Document excerpt =
How to File a Claim for Items Damaged or Lost in a Move
You open a box, and the lamp inside is in three pieces. Or the truck pulls away and a wardrobe carton is simply not on the inventory list anymore. When household goods are damaged or go missing during a move, you have a defined right to ask the moving company to pay for the loss, but that right runs on a clock and follows specific rules. Knowing the steps, the paperwork, and the deadlines ahead of time keeps a frustrating situation from turning into a missed window.
This guide walks through when you can file a claim, how to document the loss, what the filing process and deadlines look like, what the mover is required to do in response, and your options if the claim is denied. The federal timelines below apply to interstate moves (moves that cross state lines), which the Federal Motor Carrier Safety Administration (FMCSA) regulates. A move entirely within one state is governed by that state’s law instead, so confirm the rules with your state authority if your move did not cross a state line.
This is general information, not legal advice, and the rules can change, so verify current details with the official sources listed at the end. This guide does not cover the difference between Released Value and Full Value Protection (see our guide on released value vs. full value protection) or how to complain to a regulator (see our guide on how to file a complaint against a moving company); the focus here is the damage-or-loss claim itself.
When and What You Can Claim
A claim is your formal request for the mover to pay for goods that were lost or damaged while in its care during an interstate move. You can claim for items that arrived broken, items that arrived with damage they did not have when they were loaded, and items that never arrived at all.
How much you can actually recover depends on the level of liability coverage you chose when you booked, not on the receipt price of the item. Under federal rules, your mover offered you two levels of protection. The minimum level pays a flat rate of 60 cents per pound for any lost or damaged item, regardless of what the item is worth.
FMCSA gives a concrete example: a 50-pound flat-screen television covered at this level obligates the mover to pay only $30, because the calculation is weight times 60 cents, not the value of the screen. The higher level, Full Value Protection, covers the replacement value of the item. Because the coverage level changes what a successful claim is worth, it is worth knowing which one applies to your shipment before you file. The mechanics of those two coverage levels are explained in our separate guide on mover liability.
One important limit: a claim is not the same as a complaint. Filing a claim asks the mover to pay you for specific lost or damaged goods. Reporting a company to a regulator is a different process with a different purpose, covered in our guide on filing a complaint against a moving company.
Documenting Damage or Loss
Your claim is only as strong as the record behind it, and the best record starts on delivery day. When the movers unload, check your belongings against the inventory list the crew prepared at pickup. If something is missing, damaged, or showing up in worse condition than it left, note it on the delivery receipt or inventory before you sign. Get the driver to acknowledge the exception in writing where possible.

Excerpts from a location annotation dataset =
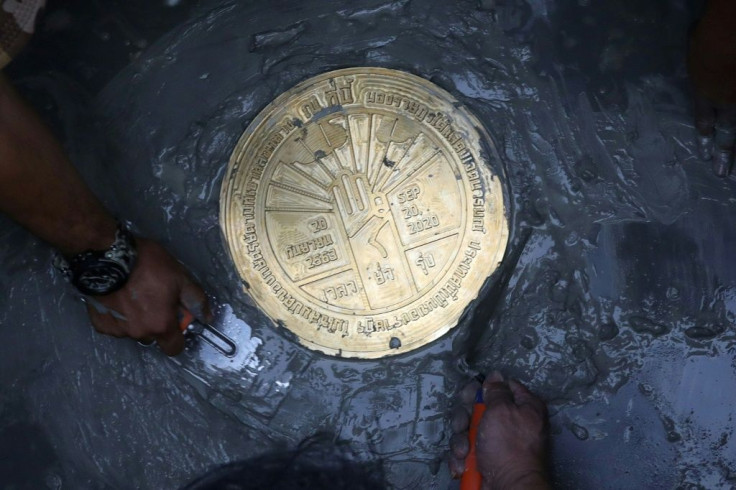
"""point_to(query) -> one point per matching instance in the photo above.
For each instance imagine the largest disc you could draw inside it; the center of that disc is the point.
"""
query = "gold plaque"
(361, 213)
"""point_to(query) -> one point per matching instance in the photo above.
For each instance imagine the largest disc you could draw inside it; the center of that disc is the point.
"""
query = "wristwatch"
(101, 272)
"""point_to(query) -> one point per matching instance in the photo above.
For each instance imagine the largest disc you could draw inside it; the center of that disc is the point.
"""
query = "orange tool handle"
(471, 479)
(185, 318)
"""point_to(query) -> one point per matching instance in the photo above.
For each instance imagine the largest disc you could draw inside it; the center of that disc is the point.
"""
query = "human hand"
(147, 307)
(511, 444)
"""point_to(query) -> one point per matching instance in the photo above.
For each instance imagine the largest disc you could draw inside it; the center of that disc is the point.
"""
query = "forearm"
(40, 188)
(531, 481)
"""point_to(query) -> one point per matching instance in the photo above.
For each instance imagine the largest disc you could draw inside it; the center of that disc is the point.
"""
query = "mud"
(619, 312)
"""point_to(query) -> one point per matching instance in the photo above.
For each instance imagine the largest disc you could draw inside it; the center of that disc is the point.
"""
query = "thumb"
(192, 297)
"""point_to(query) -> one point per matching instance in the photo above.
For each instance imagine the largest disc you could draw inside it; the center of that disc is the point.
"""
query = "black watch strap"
(101, 272)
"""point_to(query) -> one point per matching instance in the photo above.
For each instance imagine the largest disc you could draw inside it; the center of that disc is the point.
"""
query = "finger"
(193, 298)
(496, 391)
(172, 343)
(522, 396)
(459, 420)
(459, 445)
(467, 394)
(104, 322)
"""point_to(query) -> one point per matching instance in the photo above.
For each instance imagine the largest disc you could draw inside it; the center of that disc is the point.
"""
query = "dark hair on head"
(318, 463)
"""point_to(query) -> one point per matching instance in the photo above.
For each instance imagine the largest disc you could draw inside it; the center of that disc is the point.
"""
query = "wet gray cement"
(620, 312)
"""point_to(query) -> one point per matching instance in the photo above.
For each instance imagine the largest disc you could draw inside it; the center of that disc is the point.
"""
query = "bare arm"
(41, 190)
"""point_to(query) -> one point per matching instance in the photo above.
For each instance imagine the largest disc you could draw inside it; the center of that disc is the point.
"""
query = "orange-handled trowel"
(477, 341)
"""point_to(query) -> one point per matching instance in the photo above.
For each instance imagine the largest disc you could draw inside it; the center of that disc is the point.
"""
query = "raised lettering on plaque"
(361, 211)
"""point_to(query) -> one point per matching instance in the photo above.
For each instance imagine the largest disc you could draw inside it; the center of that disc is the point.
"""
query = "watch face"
(100, 277)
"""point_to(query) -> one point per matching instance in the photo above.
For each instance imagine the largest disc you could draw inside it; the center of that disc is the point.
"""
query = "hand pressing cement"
(512, 437)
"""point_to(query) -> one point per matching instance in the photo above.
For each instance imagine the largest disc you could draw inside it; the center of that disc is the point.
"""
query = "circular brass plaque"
(360, 212)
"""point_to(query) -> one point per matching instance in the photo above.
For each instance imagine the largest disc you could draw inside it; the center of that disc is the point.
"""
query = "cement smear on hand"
(619, 313)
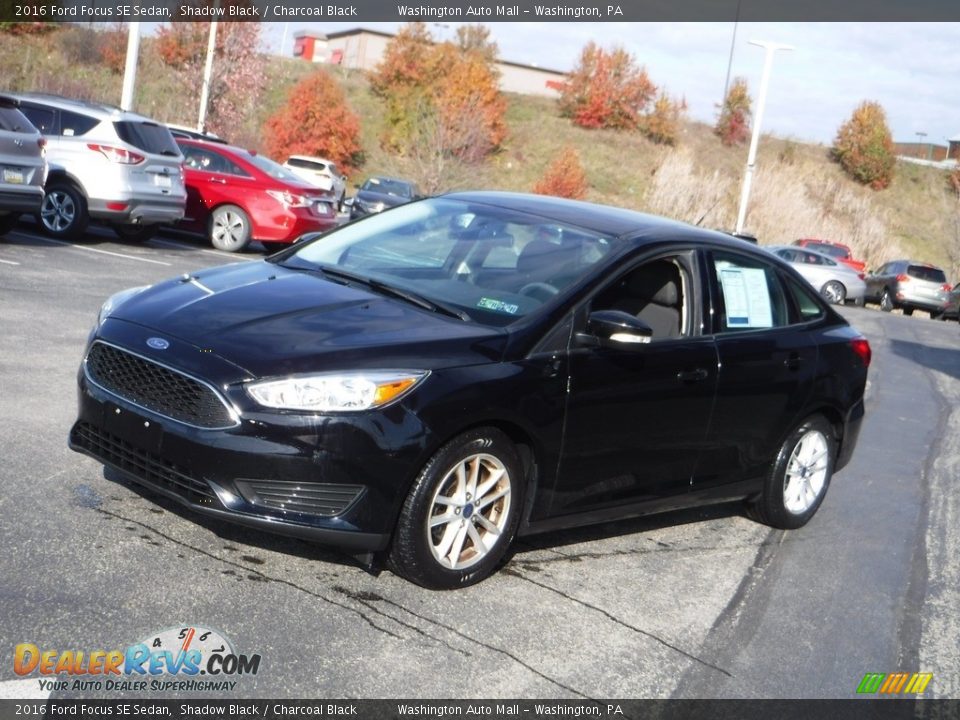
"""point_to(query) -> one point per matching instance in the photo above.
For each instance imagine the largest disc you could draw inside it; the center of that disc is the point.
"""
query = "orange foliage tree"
(564, 177)
(443, 100)
(316, 120)
(733, 124)
(864, 146)
(606, 90)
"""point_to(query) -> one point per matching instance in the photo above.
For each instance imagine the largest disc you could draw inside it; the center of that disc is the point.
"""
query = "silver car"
(835, 281)
(23, 166)
(106, 164)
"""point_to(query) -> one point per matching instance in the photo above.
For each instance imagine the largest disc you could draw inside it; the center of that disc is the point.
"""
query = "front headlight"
(116, 300)
(336, 392)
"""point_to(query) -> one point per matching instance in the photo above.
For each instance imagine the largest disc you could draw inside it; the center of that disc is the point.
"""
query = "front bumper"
(261, 474)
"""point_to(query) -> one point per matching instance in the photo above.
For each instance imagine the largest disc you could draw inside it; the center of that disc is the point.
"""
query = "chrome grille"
(157, 388)
(322, 500)
(150, 468)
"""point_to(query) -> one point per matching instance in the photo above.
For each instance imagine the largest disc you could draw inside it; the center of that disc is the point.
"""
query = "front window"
(493, 265)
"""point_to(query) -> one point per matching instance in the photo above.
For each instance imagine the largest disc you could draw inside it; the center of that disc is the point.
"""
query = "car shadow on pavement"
(941, 359)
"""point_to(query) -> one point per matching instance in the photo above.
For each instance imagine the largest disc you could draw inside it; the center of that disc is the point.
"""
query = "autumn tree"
(662, 123)
(564, 177)
(316, 120)
(238, 70)
(607, 89)
(733, 123)
(443, 103)
(864, 146)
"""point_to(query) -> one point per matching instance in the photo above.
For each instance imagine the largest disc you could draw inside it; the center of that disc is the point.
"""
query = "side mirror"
(614, 329)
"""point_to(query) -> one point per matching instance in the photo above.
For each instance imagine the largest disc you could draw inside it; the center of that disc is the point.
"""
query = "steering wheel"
(539, 291)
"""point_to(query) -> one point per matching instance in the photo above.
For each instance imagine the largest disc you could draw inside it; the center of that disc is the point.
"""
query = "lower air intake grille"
(308, 498)
(157, 388)
(150, 468)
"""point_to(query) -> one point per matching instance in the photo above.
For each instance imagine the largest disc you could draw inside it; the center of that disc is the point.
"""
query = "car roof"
(604, 219)
(103, 110)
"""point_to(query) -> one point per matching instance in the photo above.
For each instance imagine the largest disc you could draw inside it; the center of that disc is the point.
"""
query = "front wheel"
(800, 476)
(462, 513)
(230, 229)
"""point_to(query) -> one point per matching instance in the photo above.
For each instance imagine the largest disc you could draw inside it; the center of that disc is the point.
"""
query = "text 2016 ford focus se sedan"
(435, 380)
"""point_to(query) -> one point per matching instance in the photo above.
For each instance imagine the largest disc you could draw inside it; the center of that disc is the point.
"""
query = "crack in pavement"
(616, 620)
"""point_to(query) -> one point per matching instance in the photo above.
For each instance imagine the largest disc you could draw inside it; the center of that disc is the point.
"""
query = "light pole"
(770, 48)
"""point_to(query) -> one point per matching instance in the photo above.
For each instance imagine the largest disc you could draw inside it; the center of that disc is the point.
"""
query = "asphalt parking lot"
(698, 604)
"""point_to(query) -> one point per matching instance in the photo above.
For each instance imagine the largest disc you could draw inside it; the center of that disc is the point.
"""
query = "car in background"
(106, 164)
(433, 381)
(838, 251)
(23, 165)
(836, 282)
(909, 285)
(235, 196)
(320, 172)
(379, 193)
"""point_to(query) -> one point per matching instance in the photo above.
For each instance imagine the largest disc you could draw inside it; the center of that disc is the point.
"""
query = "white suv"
(319, 172)
(105, 164)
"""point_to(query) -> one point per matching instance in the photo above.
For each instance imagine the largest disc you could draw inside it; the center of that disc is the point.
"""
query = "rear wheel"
(229, 228)
(886, 301)
(135, 233)
(461, 515)
(63, 213)
(834, 292)
(800, 476)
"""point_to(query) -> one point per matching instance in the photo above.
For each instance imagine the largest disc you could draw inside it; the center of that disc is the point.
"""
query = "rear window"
(925, 273)
(149, 137)
(12, 120)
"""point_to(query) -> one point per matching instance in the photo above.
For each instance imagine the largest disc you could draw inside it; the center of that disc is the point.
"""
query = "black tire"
(794, 489)
(63, 213)
(135, 233)
(834, 292)
(229, 229)
(886, 301)
(426, 553)
(7, 222)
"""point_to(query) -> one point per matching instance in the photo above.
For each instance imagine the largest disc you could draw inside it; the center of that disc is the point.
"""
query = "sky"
(911, 69)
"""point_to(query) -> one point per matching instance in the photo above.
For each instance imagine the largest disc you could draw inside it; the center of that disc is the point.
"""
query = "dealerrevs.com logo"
(182, 659)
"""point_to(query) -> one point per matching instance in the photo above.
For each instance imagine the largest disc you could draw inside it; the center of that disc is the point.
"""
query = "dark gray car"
(910, 286)
(23, 166)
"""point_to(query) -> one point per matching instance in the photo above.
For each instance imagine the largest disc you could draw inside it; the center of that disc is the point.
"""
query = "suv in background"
(321, 173)
(23, 167)
(106, 164)
(838, 251)
(910, 286)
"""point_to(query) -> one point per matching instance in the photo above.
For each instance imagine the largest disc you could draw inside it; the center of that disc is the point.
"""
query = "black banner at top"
(478, 11)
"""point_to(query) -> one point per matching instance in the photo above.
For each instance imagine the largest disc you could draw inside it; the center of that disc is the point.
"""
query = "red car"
(838, 251)
(235, 196)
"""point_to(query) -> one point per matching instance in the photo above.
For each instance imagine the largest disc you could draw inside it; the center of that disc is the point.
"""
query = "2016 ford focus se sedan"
(431, 382)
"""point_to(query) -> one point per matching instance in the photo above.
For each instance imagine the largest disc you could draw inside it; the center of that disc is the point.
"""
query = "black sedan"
(381, 193)
(432, 381)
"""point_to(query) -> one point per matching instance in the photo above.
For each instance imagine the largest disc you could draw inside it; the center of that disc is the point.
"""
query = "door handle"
(689, 376)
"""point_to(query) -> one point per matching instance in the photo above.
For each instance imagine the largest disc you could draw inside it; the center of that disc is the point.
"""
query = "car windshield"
(927, 273)
(271, 168)
(487, 264)
(388, 187)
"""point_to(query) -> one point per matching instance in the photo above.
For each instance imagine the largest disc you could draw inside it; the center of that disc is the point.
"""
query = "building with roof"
(362, 49)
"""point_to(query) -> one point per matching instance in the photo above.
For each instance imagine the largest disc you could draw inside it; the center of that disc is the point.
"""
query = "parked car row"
(70, 162)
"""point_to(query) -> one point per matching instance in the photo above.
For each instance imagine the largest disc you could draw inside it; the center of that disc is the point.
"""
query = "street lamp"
(770, 48)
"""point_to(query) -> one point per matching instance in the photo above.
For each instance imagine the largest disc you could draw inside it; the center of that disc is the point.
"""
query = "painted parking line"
(22, 690)
(184, 246)
(96, 250)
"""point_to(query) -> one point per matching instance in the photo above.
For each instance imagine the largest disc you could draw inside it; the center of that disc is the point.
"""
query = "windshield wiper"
(387, 289)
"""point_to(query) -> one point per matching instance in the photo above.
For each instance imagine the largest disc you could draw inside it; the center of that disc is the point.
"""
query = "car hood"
(269, 320)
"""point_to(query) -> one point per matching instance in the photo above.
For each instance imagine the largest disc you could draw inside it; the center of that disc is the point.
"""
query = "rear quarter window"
(149, 137)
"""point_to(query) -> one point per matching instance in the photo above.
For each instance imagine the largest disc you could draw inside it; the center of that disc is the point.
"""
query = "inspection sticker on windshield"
(498, 306)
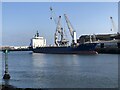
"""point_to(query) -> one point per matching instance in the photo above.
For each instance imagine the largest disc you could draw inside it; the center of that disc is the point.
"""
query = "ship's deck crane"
(113, 25)
(72, 31)
(59, 30)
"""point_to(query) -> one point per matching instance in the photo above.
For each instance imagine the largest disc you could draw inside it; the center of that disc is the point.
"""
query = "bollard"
(6, 75)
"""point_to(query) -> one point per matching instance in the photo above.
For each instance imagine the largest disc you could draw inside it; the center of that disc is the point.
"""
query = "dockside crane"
(71, 30)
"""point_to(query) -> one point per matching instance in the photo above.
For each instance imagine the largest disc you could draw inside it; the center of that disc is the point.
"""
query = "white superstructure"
(38, 41)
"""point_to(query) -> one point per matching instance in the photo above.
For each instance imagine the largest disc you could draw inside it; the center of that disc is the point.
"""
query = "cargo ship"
(61, 44)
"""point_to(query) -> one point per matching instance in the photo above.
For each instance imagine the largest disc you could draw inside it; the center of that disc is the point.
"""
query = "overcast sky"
(20, 21)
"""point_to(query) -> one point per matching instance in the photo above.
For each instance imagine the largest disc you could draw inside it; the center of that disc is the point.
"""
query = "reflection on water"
(35, 70)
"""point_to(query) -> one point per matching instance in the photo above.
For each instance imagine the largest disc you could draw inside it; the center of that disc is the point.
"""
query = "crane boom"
(69, 25)
(72, 31)
(113, 25)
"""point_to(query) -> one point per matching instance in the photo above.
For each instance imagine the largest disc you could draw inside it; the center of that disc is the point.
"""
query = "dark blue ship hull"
(88, 48)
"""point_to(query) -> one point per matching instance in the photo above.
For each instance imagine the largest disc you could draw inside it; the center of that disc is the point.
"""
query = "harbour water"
(35, 70)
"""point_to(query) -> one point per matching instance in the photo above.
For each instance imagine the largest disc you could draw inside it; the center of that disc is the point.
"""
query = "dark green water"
(32, 70)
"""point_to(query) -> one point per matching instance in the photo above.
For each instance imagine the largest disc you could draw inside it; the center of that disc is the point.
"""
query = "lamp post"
(6, 75)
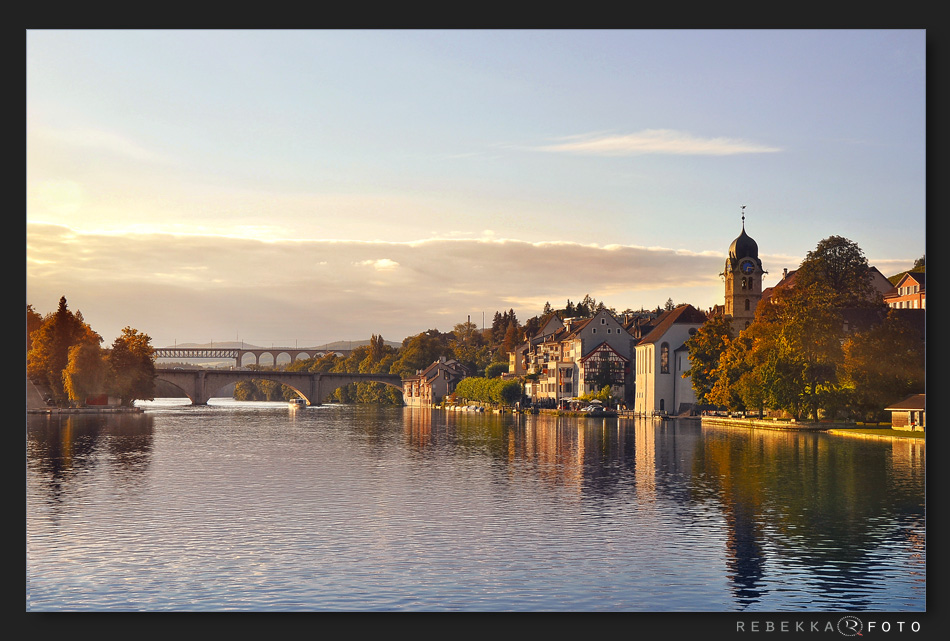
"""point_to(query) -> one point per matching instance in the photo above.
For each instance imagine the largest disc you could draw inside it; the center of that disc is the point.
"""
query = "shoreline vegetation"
(871, 430)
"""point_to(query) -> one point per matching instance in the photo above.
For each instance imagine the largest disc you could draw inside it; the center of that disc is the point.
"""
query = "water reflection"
(616, 513)
(61, 449)
(829, 506)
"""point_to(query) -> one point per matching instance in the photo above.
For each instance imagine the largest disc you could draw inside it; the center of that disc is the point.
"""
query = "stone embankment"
(771, 424)
(85, 410)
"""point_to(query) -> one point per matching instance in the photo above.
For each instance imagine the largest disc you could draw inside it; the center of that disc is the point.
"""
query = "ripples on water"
(255, 506)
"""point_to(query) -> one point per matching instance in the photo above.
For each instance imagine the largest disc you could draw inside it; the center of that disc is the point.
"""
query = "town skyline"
(315, 186)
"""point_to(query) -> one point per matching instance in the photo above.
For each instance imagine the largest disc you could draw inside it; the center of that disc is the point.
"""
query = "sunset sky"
(300, 187)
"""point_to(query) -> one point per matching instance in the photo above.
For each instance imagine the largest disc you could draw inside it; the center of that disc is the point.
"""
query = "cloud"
(91, 139)
(657, 141)
(382, 264)
(195, 289)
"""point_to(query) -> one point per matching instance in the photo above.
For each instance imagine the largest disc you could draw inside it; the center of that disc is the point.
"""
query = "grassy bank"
(884, 432)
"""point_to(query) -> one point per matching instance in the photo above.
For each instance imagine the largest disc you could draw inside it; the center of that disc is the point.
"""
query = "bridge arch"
(200, 385)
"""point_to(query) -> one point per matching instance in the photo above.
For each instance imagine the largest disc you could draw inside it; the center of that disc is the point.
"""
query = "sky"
(293, 188)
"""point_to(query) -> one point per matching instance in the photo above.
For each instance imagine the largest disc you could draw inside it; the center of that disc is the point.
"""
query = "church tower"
(743, 276)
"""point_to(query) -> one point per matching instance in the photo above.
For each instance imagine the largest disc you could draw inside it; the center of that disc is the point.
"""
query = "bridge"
(238, 353)
(201, 384)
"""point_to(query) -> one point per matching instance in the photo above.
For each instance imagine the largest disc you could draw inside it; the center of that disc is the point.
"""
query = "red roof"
(682, 314)
(915, 402)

What you need to do =
• 1. According to the moving-claim guide, how much must the mover pay for a 50-pound flat-screen television covered at the minimum level?
• 2. Report how many lines of the listing contain the string "wheel", counting case as significant. Give only the number.

Responses for each task =
• 1. $30.

• 2. 3